Description of the task>
Gather every line in the records that contains the string "cloud", treating uppercase and lowercase letters as distinct.

____

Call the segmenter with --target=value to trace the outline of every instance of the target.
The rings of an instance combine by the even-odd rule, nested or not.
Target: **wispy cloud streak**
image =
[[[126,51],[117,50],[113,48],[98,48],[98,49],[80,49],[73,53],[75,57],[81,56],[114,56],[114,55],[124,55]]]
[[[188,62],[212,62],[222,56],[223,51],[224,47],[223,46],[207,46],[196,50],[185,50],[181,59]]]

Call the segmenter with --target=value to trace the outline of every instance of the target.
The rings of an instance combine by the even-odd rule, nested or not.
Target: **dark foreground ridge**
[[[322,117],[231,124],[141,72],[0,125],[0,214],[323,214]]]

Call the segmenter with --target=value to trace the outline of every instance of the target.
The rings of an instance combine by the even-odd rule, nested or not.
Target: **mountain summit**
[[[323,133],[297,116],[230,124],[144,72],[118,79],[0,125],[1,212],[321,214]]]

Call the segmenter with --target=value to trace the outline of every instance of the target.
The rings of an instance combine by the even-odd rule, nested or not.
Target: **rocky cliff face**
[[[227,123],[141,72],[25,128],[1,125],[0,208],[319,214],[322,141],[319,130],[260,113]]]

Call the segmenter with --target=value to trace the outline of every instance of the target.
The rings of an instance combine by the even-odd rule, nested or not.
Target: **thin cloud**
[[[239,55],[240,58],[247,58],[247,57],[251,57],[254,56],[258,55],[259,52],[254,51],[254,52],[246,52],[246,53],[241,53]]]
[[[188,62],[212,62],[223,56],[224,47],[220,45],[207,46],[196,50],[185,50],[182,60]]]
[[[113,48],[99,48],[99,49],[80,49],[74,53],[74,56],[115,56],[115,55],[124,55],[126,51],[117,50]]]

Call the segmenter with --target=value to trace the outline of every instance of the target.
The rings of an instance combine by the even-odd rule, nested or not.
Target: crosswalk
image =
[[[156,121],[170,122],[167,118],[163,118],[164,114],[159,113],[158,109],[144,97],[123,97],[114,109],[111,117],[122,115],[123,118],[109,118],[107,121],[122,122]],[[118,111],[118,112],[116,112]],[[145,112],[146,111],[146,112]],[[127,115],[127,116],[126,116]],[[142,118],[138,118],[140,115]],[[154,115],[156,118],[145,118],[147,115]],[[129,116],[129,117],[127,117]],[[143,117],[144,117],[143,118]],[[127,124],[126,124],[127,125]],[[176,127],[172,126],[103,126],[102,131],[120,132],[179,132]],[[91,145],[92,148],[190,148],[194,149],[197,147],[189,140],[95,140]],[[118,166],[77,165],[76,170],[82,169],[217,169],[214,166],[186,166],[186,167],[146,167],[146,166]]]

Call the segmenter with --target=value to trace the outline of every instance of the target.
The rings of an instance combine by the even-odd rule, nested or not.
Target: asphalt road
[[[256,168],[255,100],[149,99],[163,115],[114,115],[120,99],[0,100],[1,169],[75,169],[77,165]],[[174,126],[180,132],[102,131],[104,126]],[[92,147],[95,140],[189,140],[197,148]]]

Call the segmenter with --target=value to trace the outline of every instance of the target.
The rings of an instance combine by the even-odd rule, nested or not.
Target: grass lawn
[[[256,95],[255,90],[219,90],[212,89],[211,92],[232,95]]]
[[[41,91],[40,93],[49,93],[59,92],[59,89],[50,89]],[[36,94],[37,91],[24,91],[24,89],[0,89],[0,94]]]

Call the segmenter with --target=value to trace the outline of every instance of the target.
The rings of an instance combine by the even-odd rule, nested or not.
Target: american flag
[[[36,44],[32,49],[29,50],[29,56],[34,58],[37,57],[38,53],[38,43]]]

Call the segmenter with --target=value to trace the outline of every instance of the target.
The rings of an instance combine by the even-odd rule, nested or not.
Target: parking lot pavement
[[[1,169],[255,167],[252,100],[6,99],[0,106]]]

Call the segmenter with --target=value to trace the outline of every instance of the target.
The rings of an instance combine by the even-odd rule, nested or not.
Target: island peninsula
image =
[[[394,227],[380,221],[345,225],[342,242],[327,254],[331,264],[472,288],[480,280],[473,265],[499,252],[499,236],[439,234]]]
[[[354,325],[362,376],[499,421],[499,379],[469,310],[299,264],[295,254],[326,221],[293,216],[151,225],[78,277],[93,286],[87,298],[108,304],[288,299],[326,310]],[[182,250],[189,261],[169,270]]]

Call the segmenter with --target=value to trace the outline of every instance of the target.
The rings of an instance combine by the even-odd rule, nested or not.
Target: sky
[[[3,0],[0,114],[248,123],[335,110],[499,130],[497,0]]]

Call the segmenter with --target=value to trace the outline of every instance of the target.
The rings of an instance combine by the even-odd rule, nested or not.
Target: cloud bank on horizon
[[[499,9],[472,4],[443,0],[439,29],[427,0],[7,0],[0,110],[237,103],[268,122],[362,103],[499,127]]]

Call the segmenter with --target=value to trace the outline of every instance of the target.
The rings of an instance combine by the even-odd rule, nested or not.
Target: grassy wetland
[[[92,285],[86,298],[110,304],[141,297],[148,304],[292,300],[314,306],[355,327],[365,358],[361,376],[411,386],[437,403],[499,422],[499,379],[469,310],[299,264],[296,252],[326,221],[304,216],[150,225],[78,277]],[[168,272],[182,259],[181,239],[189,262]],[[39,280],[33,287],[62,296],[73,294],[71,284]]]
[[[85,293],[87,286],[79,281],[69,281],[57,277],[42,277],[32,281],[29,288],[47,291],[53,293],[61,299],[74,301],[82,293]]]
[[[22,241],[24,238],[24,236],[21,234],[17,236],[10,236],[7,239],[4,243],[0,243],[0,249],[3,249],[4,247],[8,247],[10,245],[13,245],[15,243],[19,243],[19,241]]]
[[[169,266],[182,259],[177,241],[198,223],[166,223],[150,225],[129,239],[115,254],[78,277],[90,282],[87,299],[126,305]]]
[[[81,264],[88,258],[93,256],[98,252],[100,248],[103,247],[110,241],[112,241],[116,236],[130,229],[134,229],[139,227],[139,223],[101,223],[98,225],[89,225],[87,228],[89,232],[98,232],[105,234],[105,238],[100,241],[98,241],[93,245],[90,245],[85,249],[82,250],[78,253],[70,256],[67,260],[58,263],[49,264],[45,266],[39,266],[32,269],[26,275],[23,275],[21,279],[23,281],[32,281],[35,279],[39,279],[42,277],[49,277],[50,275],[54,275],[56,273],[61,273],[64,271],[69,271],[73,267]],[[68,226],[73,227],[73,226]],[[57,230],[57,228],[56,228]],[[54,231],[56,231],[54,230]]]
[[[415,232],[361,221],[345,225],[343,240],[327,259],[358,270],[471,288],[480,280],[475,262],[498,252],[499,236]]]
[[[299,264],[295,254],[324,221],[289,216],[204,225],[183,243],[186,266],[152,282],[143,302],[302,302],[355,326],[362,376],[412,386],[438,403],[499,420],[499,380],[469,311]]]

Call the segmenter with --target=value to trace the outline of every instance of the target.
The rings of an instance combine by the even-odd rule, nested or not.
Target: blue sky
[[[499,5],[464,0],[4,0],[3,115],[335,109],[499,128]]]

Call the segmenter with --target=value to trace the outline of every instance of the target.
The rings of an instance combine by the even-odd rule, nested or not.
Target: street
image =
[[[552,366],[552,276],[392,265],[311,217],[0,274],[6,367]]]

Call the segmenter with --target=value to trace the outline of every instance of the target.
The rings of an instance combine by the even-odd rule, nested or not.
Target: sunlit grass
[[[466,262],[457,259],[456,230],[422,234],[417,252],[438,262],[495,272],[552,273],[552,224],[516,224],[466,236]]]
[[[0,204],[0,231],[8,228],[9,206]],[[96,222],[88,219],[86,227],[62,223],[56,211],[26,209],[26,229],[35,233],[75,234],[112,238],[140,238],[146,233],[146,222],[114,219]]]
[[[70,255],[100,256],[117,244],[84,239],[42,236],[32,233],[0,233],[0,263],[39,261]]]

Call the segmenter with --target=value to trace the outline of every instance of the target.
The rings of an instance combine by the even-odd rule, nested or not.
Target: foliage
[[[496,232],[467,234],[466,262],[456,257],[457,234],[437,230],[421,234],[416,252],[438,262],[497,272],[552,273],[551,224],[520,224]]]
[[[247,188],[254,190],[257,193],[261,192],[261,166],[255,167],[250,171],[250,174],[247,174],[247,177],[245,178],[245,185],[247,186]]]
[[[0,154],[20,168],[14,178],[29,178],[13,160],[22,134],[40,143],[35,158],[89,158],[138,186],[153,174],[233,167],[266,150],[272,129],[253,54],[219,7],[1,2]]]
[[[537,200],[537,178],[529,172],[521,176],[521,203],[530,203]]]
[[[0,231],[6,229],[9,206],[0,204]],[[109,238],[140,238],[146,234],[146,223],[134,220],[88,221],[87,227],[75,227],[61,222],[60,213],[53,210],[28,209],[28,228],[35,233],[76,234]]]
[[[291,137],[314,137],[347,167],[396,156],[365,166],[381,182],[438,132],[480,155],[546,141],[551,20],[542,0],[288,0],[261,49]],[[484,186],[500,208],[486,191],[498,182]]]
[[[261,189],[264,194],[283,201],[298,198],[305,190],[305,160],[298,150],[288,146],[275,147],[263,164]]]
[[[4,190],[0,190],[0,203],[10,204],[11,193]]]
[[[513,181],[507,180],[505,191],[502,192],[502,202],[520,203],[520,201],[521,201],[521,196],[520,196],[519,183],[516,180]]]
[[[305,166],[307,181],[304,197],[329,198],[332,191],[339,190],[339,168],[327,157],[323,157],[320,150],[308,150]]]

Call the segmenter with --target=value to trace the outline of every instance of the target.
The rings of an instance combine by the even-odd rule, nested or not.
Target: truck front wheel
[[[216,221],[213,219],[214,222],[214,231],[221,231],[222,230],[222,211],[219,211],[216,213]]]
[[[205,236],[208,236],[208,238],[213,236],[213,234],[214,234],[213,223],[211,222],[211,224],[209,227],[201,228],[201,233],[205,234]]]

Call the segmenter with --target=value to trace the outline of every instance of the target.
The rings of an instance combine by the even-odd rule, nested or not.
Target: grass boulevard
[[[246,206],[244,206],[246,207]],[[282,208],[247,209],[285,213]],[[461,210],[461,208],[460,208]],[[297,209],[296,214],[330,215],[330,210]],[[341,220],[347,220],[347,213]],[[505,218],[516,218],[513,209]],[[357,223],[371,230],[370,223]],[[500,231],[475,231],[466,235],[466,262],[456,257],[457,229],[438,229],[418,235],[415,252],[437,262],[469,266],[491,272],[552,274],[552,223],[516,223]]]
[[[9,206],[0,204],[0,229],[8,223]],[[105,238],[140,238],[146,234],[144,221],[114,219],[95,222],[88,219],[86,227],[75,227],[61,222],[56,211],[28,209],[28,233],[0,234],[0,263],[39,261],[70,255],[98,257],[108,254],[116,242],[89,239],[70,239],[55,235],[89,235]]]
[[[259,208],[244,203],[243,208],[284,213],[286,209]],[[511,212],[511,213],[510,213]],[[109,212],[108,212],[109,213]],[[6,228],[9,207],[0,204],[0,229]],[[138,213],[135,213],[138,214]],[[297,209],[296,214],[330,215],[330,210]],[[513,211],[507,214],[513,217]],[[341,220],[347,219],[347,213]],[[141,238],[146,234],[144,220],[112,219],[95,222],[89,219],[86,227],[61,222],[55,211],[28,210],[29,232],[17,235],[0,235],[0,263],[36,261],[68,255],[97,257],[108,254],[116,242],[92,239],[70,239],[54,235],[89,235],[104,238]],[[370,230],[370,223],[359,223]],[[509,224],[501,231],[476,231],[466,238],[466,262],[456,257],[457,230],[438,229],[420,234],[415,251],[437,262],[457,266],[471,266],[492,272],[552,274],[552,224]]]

____

Final result>
Target: **wispy cloud streak**
Target: **thin cloud**
Target: cloud bank on horizon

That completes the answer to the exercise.